Your task is to copy each line of the material that holds the word "below".
------------------------------------------------
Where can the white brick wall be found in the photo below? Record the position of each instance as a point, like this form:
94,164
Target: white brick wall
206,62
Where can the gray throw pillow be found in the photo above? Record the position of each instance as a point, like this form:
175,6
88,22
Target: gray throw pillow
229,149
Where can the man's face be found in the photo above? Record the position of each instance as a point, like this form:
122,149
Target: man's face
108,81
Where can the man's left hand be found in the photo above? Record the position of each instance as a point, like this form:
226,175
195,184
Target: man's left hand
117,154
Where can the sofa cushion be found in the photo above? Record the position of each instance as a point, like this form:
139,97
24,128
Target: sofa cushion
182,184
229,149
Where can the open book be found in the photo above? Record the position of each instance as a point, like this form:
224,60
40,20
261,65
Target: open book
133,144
------------------------------------------------
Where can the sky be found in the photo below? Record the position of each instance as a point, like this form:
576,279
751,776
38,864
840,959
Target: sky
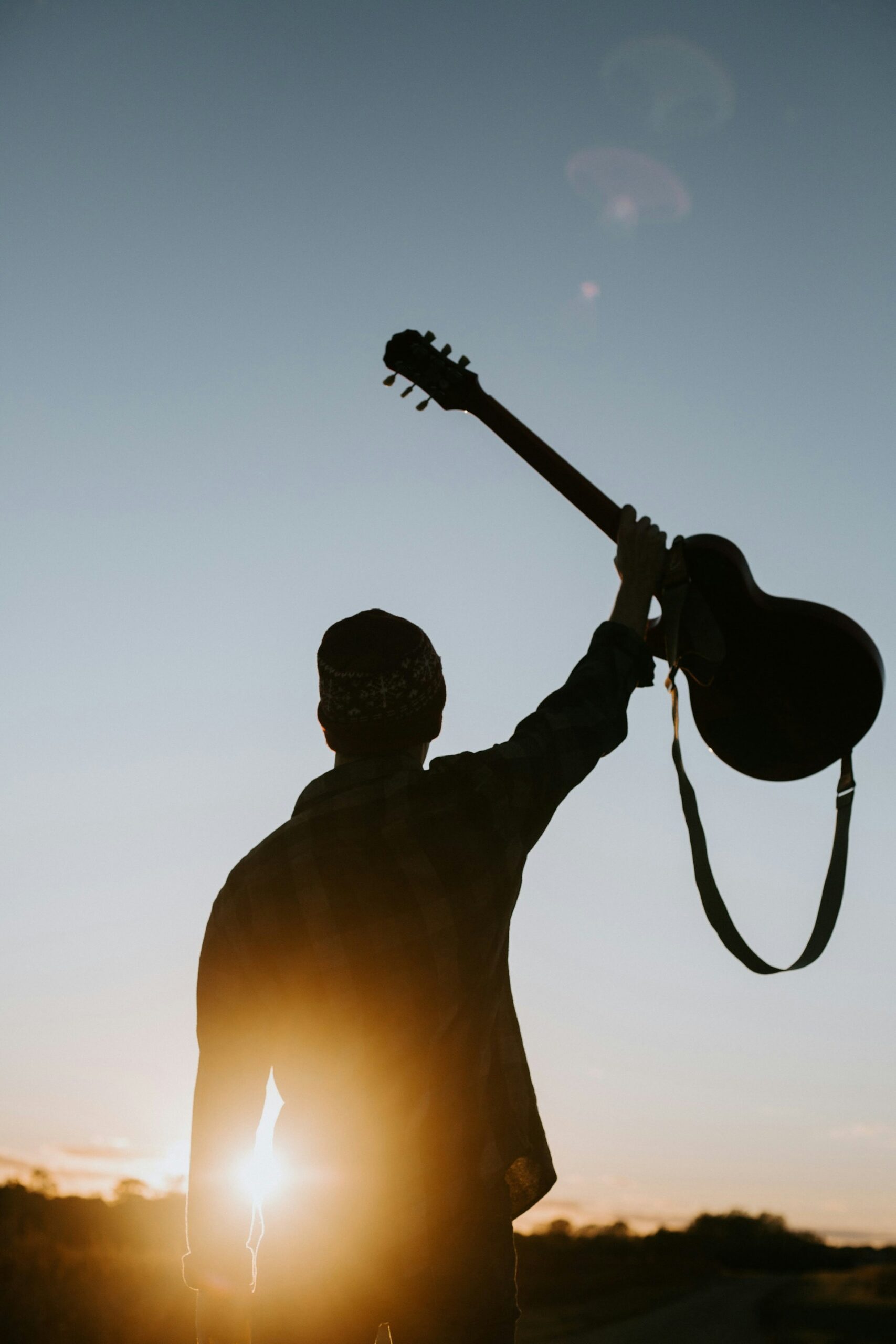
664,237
------------------------------------------------
_Solution_
Where can the white brick wall be found in the photo below? Record the position of each instance as a point, like this form:
Where can the sky be found in the photo below? Record the position of each instance as a point, like this form:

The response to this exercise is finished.